:: PAGE EXCERPT
Please note that the language that you all believe is giving up the copyrights to your work is actually the right for YouTube to show and distribute the video on their website, and for promotion of the website, and for users to view your work and use the embed player that will link or play those videos on their web pages, like My Space, etc. This language is to prevent "Joe the Plumber" from creating a page, posting, get famous and then come back to YouTube and say - Hey, you should pay me some money to have my famous face on your website and bring in 200,000 people per week to you, after all you didnt have any agreement from me for you to use my work and image.......

Sorry I dont get how you think if you upload a video to them under this language that automatically you are loosing your copyright and they or anyone can take your video and use it, especially OUTSIDE YouTube, and broadcast or reproduce it in some other way. It just does not say that. I cant imagine that it would be legal and stay that way for very long even if it did.

On that note and this topic of the tv station taking it from the other. Take a look at this language from YouTube.

4. General Use of the Website - Permissions and Restrictions

A. You agree not to distribute in any medium any part of the Website, including but not limited to User Submissions (defined below), without YouTube's prior written authorization.
::::
:: INFORMATION GIVEN
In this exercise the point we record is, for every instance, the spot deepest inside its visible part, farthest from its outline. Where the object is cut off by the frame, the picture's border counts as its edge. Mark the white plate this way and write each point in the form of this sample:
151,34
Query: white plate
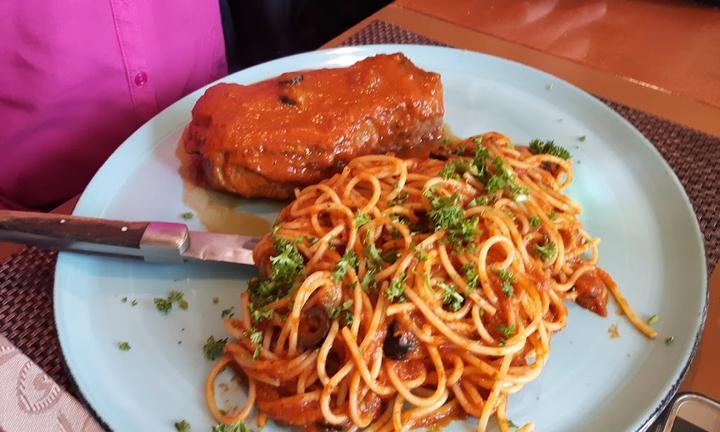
630,197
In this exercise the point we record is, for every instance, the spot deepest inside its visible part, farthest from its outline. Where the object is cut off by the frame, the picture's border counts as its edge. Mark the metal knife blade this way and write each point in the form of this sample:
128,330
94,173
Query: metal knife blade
220,247
153,241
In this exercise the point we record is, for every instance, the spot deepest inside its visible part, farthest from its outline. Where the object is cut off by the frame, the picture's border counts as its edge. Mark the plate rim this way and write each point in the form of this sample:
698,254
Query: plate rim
83,204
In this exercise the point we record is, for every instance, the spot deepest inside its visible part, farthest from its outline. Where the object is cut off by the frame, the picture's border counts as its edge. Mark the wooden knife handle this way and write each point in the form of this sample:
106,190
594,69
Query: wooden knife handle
70,228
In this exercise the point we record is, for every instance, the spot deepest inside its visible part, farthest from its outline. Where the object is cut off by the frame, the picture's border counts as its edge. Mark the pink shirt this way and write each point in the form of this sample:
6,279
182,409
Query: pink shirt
77,77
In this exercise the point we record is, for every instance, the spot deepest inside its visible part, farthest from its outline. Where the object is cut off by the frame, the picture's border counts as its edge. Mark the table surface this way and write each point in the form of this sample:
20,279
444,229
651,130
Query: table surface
661,57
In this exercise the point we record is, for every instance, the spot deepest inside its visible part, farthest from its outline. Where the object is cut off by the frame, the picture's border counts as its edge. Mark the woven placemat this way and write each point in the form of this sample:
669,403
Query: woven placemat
26,278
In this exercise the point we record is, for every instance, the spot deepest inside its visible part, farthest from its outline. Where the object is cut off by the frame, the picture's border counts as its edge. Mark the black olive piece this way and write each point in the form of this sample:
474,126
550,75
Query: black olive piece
314,326
397,342
297,79
287,100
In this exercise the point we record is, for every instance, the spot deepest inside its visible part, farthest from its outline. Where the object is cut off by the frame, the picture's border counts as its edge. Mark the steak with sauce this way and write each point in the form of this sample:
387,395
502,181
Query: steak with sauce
265,139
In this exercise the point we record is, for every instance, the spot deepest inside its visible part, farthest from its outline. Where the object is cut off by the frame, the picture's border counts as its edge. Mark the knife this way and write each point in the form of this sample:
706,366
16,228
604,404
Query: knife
166,242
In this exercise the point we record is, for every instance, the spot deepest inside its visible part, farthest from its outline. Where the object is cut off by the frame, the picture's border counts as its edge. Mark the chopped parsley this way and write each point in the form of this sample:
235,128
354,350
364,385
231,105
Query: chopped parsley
390,256
396,290
258,315
534,221
182,426
478,201
285,267
506,331
448,215
214,348
348,261
452,299
454,169
471,276
547,251
255,336
163,305
420,252
549,147
507,279
343,313
503,180
237,427
368,281
361,219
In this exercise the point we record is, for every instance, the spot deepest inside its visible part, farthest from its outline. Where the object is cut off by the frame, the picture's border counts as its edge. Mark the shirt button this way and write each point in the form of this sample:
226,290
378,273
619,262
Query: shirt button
140,79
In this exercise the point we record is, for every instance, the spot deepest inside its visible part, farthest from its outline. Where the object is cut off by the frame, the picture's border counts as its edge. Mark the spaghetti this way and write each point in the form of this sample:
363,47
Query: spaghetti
404,293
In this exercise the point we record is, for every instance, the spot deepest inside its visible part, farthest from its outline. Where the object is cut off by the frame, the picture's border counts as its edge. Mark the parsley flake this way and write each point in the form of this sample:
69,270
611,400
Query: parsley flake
546,252
163,305
237,427
182,426
549,147
348,261
343,313
452,299
534,221
471,276
507,279
396,290
506,331
124,346
361,219
214,348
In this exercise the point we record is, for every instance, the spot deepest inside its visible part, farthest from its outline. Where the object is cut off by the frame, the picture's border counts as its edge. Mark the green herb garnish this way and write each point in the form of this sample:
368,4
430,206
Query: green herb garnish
214,348
237,427
549,147
361,219
348,261
507,279
547,251
163,305
396,290
471,276
227,313
258,315
124,346
534,221
343,313
255,336
506,331
452,299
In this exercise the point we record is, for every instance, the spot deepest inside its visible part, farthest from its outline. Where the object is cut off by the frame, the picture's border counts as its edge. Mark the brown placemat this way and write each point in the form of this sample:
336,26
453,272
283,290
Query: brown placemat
26,278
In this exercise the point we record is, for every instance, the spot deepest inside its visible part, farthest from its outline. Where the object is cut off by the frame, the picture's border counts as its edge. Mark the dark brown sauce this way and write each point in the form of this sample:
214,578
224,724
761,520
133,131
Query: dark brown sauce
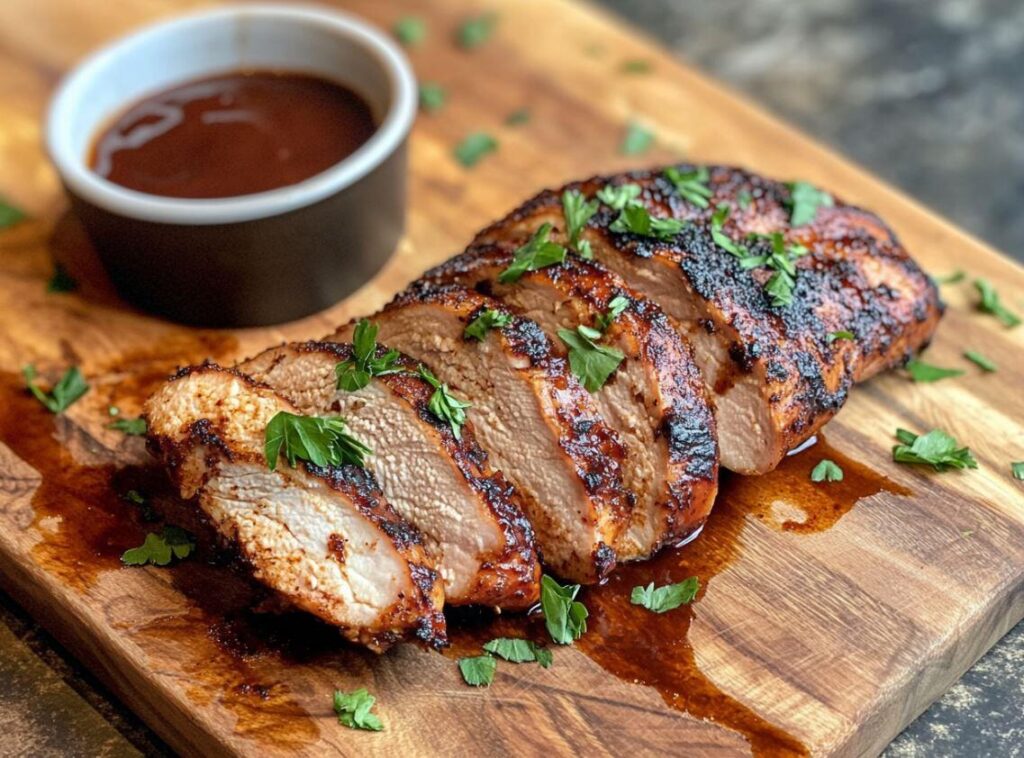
230,135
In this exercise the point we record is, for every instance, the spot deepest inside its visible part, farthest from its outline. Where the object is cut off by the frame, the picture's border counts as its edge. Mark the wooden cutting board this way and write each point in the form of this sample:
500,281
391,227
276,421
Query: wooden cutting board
827,633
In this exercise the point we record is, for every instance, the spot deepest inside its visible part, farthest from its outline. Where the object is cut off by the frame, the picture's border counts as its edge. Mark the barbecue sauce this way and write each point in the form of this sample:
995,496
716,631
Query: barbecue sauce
230,135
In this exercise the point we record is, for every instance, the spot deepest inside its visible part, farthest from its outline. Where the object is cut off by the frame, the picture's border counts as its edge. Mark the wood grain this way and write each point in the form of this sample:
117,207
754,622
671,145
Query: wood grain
840,638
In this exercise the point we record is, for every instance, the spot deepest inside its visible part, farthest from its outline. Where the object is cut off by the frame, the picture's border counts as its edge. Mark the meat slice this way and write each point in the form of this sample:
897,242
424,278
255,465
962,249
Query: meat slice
538,424
777,372
654,401
470,516
324,538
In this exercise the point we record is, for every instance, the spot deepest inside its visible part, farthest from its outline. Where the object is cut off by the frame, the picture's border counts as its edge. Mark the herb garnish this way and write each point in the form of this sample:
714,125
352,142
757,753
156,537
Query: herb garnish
667,597
692,185
922,372
990,304
69,389
980,361
432,96
473,148
564,617
442,404
936,449
638,139
321,440
478,671
519,650
356,372
537,253
826,470
353,710
172,542
591,363
486,321
804,202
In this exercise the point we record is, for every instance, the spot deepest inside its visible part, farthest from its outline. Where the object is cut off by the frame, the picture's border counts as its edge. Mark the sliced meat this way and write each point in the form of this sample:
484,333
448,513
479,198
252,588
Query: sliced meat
470,516
775,374
324,538
654,401
538,424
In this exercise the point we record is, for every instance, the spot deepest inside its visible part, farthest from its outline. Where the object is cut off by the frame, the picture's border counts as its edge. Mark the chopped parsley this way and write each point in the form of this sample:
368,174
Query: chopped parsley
69,388
638,139
432,96
486,321
667,597
172,542
980,361
936,449
826,471
692,185
353,710
443,405
473,148
321,440
478,671
990,304
804,202
538,253
564,617
591,363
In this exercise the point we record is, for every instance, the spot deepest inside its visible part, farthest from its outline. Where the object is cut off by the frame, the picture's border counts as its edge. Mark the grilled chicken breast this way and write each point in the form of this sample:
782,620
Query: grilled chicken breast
654,401
469,515
538,424
324,538
777,372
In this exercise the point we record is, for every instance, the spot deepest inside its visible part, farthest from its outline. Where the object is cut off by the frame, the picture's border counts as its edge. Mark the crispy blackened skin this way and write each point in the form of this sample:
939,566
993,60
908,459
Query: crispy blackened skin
204,440
675,399
510,578
857,278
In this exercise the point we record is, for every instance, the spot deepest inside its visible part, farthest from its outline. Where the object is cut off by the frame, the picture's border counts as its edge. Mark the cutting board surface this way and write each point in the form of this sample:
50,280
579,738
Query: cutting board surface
830,615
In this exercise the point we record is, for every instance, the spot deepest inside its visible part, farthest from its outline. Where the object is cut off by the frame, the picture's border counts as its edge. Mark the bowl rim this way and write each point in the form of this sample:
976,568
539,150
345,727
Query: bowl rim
89,186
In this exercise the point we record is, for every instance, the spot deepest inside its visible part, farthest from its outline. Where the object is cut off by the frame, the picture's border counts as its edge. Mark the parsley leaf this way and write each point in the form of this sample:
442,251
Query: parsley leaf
617,197
132,427
69,389
519,650
804,202
936,449
990,304
432,96
475,31
564,617
486,321
826,471
356,372
443,405
473,148
321,440
479,671
353,710
172,542
616,306
980,361
667,597
591,363
636,219
410,31
692,185
922,372
537,253
638,139
578,211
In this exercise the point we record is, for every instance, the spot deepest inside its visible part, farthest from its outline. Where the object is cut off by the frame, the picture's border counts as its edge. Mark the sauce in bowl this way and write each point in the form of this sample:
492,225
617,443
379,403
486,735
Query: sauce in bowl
235,134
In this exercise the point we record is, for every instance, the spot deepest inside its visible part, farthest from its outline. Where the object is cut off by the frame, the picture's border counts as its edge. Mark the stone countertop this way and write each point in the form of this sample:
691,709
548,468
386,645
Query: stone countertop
929,94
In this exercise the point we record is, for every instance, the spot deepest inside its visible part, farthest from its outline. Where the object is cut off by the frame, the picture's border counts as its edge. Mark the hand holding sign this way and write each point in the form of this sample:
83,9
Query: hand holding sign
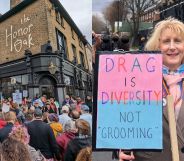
128,101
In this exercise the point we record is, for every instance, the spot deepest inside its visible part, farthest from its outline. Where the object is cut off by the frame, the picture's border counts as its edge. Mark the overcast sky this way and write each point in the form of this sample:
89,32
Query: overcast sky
79,10
98,7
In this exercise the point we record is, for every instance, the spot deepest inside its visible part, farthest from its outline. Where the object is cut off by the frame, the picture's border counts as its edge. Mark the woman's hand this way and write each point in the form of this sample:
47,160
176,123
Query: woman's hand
123,156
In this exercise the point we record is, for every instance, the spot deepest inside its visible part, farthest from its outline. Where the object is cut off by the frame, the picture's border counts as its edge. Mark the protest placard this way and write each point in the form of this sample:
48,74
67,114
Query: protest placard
128,101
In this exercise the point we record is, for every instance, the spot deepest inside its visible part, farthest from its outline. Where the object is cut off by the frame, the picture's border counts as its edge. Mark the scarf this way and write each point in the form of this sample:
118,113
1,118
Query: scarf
::::
» **PROBLEMS AND TASKS**:
1 – Return every line of the entries that contains the word "olive".
2 – Continue the post about YouTube's terms and copyright, starting right after its final line.

» **RESULTS BY TASK**:
1 –
In this exercise the point we record is, for every instance, the spot deepest inside its visible part, farthest from its outline. Where the object is cut off by the frame, the picture's border counts as its edge. Mark the black olive piece this way and write each point in the form of this sample:
Query: black olive piece

2 –
C. You agree not to access User Submissions (defined below) or YouTube Content through any technology or means other than the video playback pages of the Website itself, the YouTube Embeddable Player, or other explicitly authorized means YouTube may designate.

and this seems very clear....

You may access User Submissions for your information and personal use solely as intended through the provided functionality of the YouTube Website. You shall not copy or download any User Submission unless you see a “download” or similar link displayed by YouTube on the YouTube Website for that User Submission.

also....

You agree to not engage in the use, copying, or distribution of any of the Content other than expressly permitted herein, including any use, copying, or distribution of User Submissions of third parties obtained through the Website for any commercial purposes.

So....

I dont think that the violating TV station has a leg to stand on...

...and your right that TV people seem to not have any clue about anything other than "if theres pictures in the air we can snatch and use it"...... photographers? they dont pay bills like the rest of us, do they!!

Always amazed at how different in use rights and payment Television is from Publishing. Why do you suppose that is?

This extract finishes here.